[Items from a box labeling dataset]
▽

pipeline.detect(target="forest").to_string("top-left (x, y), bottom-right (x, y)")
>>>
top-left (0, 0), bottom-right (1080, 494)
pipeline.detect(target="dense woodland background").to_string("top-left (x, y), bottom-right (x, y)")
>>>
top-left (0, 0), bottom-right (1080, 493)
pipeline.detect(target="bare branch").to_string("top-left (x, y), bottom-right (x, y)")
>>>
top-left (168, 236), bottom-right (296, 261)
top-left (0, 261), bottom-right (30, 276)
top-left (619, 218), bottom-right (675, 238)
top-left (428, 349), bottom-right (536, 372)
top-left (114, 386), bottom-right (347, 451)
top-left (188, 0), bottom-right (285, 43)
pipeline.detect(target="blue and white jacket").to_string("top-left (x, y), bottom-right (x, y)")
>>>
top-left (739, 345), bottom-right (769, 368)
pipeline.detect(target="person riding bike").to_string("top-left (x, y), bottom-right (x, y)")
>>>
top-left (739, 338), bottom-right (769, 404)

△

▶ [OBJECTIVE] Rewrite every line of the items above as a numbered list, and leave out any blank lines.

▶ [WORKED ANSWER]
1. pipeline.detect(target="forest").to_string("top-left (x, y), bottom-right (x, y)")
2. >>>
3. top-left (0, 0), bottom-right (1080, 494)
4. pipeline.detect(target="dense woodland background").to_string("top-left (x, y), bottom-right (x, y)")
5. >>>
6. top-left (0, 0), bottom-right (1080, 493)
7. pipeline.detect(target="bare branch").to_string("top-left (x, y), bottom-right (x, y)")
8. >>>
9. top-left (168, 236), bottom-right (296, 261)
10. top-left (0, 261), bottom-right (30, 276)
11. top-left (619, 218), bottom-right (675, 238)
12. top-left (428, 349), bottom-right (536, 372)
13. top-left (114, 386), bottom-right (347, 451)
14. top-left (188, 0), bottom-right (285, 43)
15. pipeline.detect(target="blue and white jacket").to_string("top-left (x, y), bottom-right (x, y)")
16. >>>
17. top-left (739, 345), bottom-right (769, 368)
18. pipeline.detect(target="person riding bike").to_string("top-left (x, y), bottom-right (x, y)")
19. >>>
20. top-left (739, 338), bottom-right (769, 404)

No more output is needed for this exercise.